[INSTRUCTIONS TO FOLLOW] The records below must be duplicated exactly, character for character.

-- Start INPUT MATERIAL --

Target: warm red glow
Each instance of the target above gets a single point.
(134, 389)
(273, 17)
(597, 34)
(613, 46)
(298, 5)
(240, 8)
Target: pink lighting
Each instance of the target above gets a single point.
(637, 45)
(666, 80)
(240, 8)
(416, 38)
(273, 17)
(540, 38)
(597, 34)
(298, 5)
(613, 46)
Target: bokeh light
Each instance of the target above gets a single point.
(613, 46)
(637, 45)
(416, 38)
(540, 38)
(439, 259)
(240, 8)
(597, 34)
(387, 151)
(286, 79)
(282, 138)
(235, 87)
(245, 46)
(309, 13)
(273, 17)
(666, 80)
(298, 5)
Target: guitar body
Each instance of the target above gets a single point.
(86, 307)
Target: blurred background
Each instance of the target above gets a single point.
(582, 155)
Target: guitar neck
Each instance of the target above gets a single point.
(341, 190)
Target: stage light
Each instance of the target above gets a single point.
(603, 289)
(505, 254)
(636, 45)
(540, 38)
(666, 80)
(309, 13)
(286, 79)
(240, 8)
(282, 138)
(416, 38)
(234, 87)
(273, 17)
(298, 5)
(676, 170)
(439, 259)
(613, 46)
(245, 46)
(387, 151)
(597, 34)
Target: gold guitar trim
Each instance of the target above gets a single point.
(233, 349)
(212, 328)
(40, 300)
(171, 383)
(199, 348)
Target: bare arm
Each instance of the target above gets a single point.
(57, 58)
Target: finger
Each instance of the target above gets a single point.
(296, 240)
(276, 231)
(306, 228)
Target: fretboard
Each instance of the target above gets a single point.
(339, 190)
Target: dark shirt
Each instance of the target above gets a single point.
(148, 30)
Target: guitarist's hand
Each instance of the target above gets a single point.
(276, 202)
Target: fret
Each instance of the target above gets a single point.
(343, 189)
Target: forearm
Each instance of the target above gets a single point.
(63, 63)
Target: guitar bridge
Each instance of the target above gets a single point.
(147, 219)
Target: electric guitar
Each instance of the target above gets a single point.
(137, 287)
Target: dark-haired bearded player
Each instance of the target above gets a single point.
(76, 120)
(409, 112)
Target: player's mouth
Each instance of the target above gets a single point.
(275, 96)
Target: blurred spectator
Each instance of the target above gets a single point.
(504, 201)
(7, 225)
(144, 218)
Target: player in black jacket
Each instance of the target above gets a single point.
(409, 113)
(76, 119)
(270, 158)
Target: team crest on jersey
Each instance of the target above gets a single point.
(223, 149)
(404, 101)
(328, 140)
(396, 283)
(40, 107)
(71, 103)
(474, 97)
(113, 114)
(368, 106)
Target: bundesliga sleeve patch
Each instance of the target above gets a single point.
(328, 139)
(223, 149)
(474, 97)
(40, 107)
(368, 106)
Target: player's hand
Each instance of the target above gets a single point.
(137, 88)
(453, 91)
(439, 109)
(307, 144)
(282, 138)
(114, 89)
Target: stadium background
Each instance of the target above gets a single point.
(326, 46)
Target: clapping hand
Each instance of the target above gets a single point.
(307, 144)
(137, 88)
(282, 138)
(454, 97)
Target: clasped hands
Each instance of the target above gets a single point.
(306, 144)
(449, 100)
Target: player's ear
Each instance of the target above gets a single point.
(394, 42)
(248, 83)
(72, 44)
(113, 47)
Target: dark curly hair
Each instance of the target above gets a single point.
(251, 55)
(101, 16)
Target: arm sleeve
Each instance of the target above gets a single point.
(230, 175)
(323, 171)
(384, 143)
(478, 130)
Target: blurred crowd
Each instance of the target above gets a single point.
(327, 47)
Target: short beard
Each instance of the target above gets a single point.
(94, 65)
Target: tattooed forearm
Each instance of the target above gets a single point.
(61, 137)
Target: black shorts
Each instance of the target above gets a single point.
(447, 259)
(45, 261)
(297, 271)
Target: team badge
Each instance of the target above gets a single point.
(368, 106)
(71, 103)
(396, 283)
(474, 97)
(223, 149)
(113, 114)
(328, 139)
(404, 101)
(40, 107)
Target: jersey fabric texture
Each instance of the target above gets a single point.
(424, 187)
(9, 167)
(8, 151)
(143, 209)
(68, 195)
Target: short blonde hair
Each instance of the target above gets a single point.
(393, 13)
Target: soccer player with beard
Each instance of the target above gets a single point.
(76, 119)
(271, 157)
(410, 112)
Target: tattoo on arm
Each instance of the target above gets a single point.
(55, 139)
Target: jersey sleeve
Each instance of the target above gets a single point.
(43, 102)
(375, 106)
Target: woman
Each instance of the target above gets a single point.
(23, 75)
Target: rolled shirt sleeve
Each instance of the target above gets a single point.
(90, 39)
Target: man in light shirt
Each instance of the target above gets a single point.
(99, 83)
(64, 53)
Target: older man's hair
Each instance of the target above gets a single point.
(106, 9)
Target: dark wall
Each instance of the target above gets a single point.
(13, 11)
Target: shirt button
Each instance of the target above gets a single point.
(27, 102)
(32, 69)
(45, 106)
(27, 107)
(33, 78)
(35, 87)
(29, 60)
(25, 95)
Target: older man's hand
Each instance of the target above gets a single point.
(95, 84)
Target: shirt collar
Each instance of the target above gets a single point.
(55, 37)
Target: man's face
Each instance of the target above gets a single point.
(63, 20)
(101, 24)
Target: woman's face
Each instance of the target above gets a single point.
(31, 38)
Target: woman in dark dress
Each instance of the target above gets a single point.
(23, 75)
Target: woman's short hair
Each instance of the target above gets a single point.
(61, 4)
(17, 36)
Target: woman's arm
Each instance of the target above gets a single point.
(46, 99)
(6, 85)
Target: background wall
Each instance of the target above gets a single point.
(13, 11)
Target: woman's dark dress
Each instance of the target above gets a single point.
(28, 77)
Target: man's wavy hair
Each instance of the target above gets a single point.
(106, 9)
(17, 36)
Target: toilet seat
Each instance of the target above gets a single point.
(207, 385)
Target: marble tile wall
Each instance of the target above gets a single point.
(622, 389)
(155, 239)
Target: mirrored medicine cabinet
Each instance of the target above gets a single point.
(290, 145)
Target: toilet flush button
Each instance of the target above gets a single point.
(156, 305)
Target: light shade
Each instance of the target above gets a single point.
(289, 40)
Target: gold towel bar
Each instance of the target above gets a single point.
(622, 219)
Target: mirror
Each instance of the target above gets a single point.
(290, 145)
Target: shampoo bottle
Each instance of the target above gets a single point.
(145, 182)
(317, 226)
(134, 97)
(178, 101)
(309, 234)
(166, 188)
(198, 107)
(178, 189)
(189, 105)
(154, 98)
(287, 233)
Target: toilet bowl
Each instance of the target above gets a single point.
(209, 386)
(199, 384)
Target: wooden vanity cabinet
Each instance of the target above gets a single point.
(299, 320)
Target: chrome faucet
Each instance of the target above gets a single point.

-- End INPUT MATERIAL --

[EXERCISE SOLUTION]
Target: warm red glow
Each instance of the target above gets a single point.
(134, 389)
(273, 17)
(597, 34)
(613, 46)
(298, 5)
(240, 8)
Target: pink lighting
Each instance of the target above gets a single point.
(637, 45)
(666, 80)
(240, 8)
(416, 38)
(273, 17)
(540, 38)
(597, 34)
(298, 5)
(613, 46)
Target: bokeh light
Each instance of the target above gets a single point.
(613, 46)
(637, 45)
(416, 38)
(540, 38)
(439, 259)
(240, 8)
(597, 34)
(387, 151)
(286, 79)
(282, 138)
(235, 87)
(245, 46)
(309, 13)
(273, 17)
(666, 80)
(298, 5)
Target: guitar body
Each instance of the target above gets a single point.
(86, 307)
Target: blurred background
Each instance of the target above gets a single point.
(582, 155)
Target: guitar neck
Each instance of the target above gets a single point.
(341, 190)
Target: stage light
Each instance of the target above gets a single point.
(603, 289)
(505, 254)
(636, 45)
(540, 38)
(666, 80)
(309, 13)
(286, 79)
(240, 8)
(282, 138)
(416, 38)
(234, 87)
(273, 17)
(298, 5)
(676, 170)
(439, 259)
(613, 46)
(245, 46)
(387, 151)
(597, 34)
Target: gold guitar trim
Each instance of the target above gets a single point.
(233, 349)
(212, 328)
(40, 300)
(171, 383)
(199, 348)
Target: bare arm
Each instance of the target above gets a single point.
(57, 58)
Target: finger
Each instance of the target above gets a single point.
(296, 240)
(276, 231)
(306, 228)
Target: fretboard
Each instance of the target above gets a single point.
(339, 190)
Target: dark shirt
Each instance of the target above gets a single point.
(148, 30)
Target: guitarist's hand
Each instance of the target above gets a single point.
(276, 202)
Target: fret
Each instance of the target above gets a single point.
(343, 189)
Target: forearm
Each instance of the target above gets a single point.
(63, 63)
Target: guitar bridge
Each instance of the target above gets a single point.
(147, 219)
Target: electric guitar
Each instance of the target above gets a single point.
(137, 287)
Target: dark-haired bearded player
Each instance of the target above gets a single point.
(76, 120)
(409, 112)
Target: player's mouth
Each instance of the target above gets a single point.
(275, 96)
Target: blurred spectator
Each instance of the target above gets a single point.
(504, 201)
(7, 225)
(144, 218)
Target: player in black jacket
Each instance of the target above gets a single point.
(409, 113)
(76, 119)
(270, 158)
Target: team crest on jersey
Each instance of the target above gets a single point.
(223, 149)
(404, 101)
(328, 140)
(396, 283)
(40, 107)
(71, 103)
(474, 97)
(113, 114)
(368, 106)
Target: bundesliga sleeve patch
Each instance of the target above gets a single point.
(328, 139)
(223, 149)
(474, 97)
(40, 107)
(368, 106)
Target: player's hand
Each instance of the target above gets a single point.
(137, 88)
(453, 91)
(439, 109)
(307, 144)
(282, 138)
(114, 89)
Target: stadium background
Each instance of the target above gets a single point.
(326, 46)
Target: clapping hand
Each instance of the target above gets a single point.
(307, 144)
(137, 88)
(282, 138)
(454, 97)
Target: clasped hands
Each instance of the target above gets a single point.
(306, 144)
(449, 100)
Target: player's ear
Each instance of the target above gets a single point.
(394, 42)
(248, 83)
(72, 44)
(113, 47)
Target: dark curly hair
Each instance of the target above gets a single point.
(251, 55)
(101, 16)
Target: arm sleeve
Each instance of the target above gets a single point.
(230, 175)
(323, 171)
(384, 143)
(478, 130)
Target: blurred crowd
Each instance of the target above gets a single point.
(327, 47)
Target: short beard
Each instance of the target above gets a single point.
(94, 65)
Target: tattooed forearm
Each instance of the target above gets a single point.
(61, 137)
Target: black shorts
Each instance of the target above gets a single point.
(447, 259)
(45, 261)
(297, 271)
Target: team badge
Each instance of the target above gets a single point.
(368, 106)
(71, 103)
(396, 283)
(474, 97)
(223, 149)
(113, 114)
(328, 139)
(404, 101)
(40, 107)
Target: jersey fabric texture
Each instance of the target above gets a single point.
(424, 187)
(9, 167)
(8, 151)
(143, 209)
(68, 195)
Target: short blonde hair
Each instance of the target above gets a single point.
(393, 13)
Target: soccer player with beard
Each instance of the target above gets a single point.
(76, 119)
(271, 157)
(410, 112)
Target: tattoo on arm
Each instance of the target above gets a single point.
(55, 139)
Target: jersey sleeve
Each instance of the target above gets a single point.
(43, 102)
(375, 106)
Target: woman
Each instance of the target above gets a single point.
(23, 75)
Target: rolled shirt sleeve
Each instance of the target above gets a single point.
(90, 39)
Target: man in light shirt
Each instance of the target above gets a single point.
(99, 83)
(64, 53)
Target: older man's hair
Each instance of the target above gets a single point.
(106, 9)
Target: dark wall
Each instance of the target above gets a single point.
(13, 11)
Target: shirt button
Each instance of the target above gets a single point.
(27, 102)
(32, 69)
(45, 106)
(27, 107)
(33, 78)
(35, 87)
(29, 60)
(25, 95)
Target: older man's hand
Each instance of the target above gets a single point.
(95, 84)
Target: shirt collar
Each instance of the target above gets a single point.
(55, 37)
Target: man's face
Each instance of the target above gets a single point.
(63, 20)
(101, 24)
Target: woman's face
Each instance of the target above gets a single point.
(31, 38)
Target: woman in dark dress
Each instance of the target above gets a single point.
(23, 75)
Target: woman's short hair
Each instance of the target above gets a single point.
(61, 4)
(17, 36)
Target: woman's arm
Each instance of the target above gets a single point.
(46, 99)
(6, 85)
Target: background wall
Each instance of the target above gets a single point.
(13, 11)
Target: woman's dark dress
Each instance of the target above gets a single point.
(28, 77)
Target: man's wavy hair
Each instance of the target above gets a single point.
(106, 9)
(17, 36)
Target: toilet seat
Each instance of the target above gets a single point.
(207, 385)
Target: marble tile wall
Each instance of the target above gets a single point.
(622, 389)
(155, 239)
Target: mirrored medicine cabinet
Each instance of the target above gets a single point.
(290, 145)
Target: toilet flush button
Each instance of the target above gets a single point.
(156, 305)
Target: light shade
Each instance of the target above gets a single point.
(289, 40)
Target: gold towel bar
Each instance of the target above gets a single point.
(622, 219)
Target: mirror
Each instance of the target above gets a single point.
(290, 145)
Target: shampoo bottle
Each instance of the target above gets a single point.
(145, 182)
(317, 226)
(134, 97)
(178, 101)
(309, 234)
(166, 188)
(198, 107)
(178, 189)
(189, 105)
(154, 98)
(287, 233)
Target: toilet bowl
Each instance of the target above gets a single point.
(209, 386)
(199, 384)
Target: wooden vanity cabinet
Each instance of the target above gets a single point.
(299, 320)
Target: chrome faucet
Each instance of the target above gets a single point.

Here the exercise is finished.